= BRIEF 1 =
Name the four people who, according to the blog post about Jeff Mangum below, set up the Elephant 6 recording company.
= BRIEF 2 =
In the blog post about Jeff Mangum below, which Neutral Milk Hotel album is said to have become an almost cult recording?

= EXCERPT =
....................

Friday, 18 September 2009

Week 5 - Three Degrees of Jeff Mangum

A funny thing happened on the way to this blog. I was looking into a band who I'd been listening to and realised he'd played some part in two other bands I liked. That man, as the title suggests, is Jeff Mangum. Perhaps shamefully, up until last week I didn't know who he was.

For those like me, he's the singer from Neutral Milk Hotel, the 1990s American indie/rock/psych-folk band. While they never hit the heights of stardom, they certainly flirted with it. Their second album - 1998's In an Aeroplane over the Sea - has become an almost cult recording. Some great offbeat tunes ranging from psychedelia through folk to quite heavy rock.

Neutral Milk Hotel, I've just discovered, were my second introduction to Mangum.
The first was Apples in Stereo.

Now, while he wasn't a member of these, Louisiana's NMH are intertwined with Colorado's Apples in Stereo. The latter's Robert Schneider first met Mangum in Ruston, LA, having moved from South Africa at an early age.

The pair went to school together, but Schneider packed up and attended college in Denver, where he formed Apples in Stereo. It was here Schneider set up the Elephant 6 recording company, alongside Bill Doss, Will Cullen Hart and Jeff Mangum. So, four friends from school set up a recording company and, in doing so, also created some of the toppermost American indie bands of the 1990s.

Mangum, along with Doss and Hart, were also part of Olivia Tremor Control, a band I have only just recently discovered - thus being the third part of the Mangum trilogy. Olivia Tremor Control are an intriguing and quintessential American 1990s indie/college rock band formed in Athens, Georgia.

So, there we are. And for those interested, you can now download a song by each of the Elephant 6 artists mentioned.

The first is The King of Carrot Flowers, Parts Two and Three by Neutral Milk Hotel. What a great introduction! "I love you Jesus Christ. Jesus Christ, I love you." From quite an odd and quavery beginning, the song then launches in to a fantastically uptempo rock number.

....................

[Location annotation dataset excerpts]

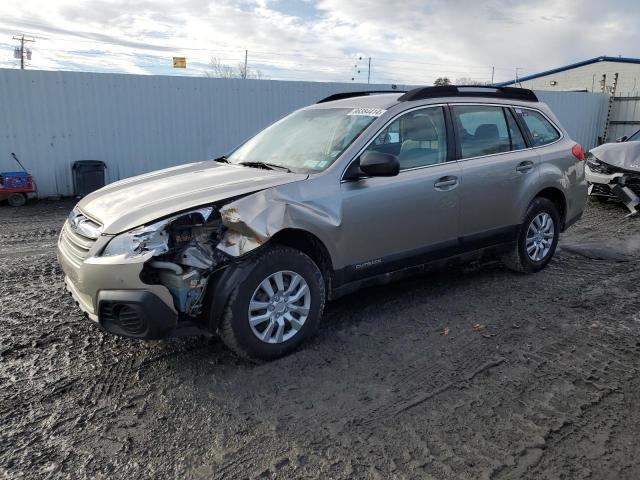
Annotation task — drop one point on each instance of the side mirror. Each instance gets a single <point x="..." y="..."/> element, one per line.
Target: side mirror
<point x="378" y="164"/>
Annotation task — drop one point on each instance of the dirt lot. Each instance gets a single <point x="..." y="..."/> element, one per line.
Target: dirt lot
<point x="548" y="390"/>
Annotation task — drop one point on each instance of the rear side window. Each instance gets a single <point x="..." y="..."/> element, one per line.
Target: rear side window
<point x="482" y="130"/>
<point x="541" y="129"/>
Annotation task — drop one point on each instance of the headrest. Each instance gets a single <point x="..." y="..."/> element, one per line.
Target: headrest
<point x="487" y="131"/>
<point x="419" y="128"/>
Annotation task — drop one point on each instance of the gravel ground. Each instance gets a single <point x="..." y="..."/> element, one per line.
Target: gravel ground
<point x="397" y="384"/>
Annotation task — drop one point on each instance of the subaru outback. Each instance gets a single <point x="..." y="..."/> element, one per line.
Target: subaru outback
<point x="356" y="190"/>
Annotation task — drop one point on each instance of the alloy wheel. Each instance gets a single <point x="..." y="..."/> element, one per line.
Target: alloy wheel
<point x="540" y="237"/>
<point x="279" y="307"/>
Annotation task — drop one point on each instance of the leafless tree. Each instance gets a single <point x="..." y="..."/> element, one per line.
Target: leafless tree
<point x="217" y="69"/>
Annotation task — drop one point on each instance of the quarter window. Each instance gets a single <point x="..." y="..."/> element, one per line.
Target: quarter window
<point x="482" y="130"/>
<point x="417" y="138"/>
<point x="542" y="131"/>
<point x="517" y="140"/>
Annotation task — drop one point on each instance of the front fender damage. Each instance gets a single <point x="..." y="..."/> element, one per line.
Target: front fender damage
<point x="202" y="243"/>
<point x="251" y="221"/>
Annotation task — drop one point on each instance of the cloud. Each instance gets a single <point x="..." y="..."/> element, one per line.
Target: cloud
<point x="409" y="41"/>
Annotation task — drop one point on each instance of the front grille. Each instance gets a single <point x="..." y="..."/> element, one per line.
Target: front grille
<point x="634" y="184"/>
<point x="602" y="190"/>
<point x="122" y="315"/>
<point x="74" y="245"/>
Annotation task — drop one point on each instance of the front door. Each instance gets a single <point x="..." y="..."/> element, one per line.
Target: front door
<point x="497" y="167"/>
<point x="393" y="222"/>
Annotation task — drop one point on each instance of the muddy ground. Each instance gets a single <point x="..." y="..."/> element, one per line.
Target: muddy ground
<point x="548" y="390"/>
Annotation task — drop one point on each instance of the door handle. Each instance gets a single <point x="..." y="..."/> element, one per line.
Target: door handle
<point x="524" y="167"/>
<point x="446" y="183"/>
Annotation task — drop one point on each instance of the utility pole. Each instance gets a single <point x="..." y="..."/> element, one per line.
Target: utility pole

....................

= TASK RESULT 1 =
Robert Schneider, Bill Doss, Will Cullen Hart and Jeff Mangum.

= TASK RESULT 2 =
Their second album, In an Aeroplane over the Sea, from 1998.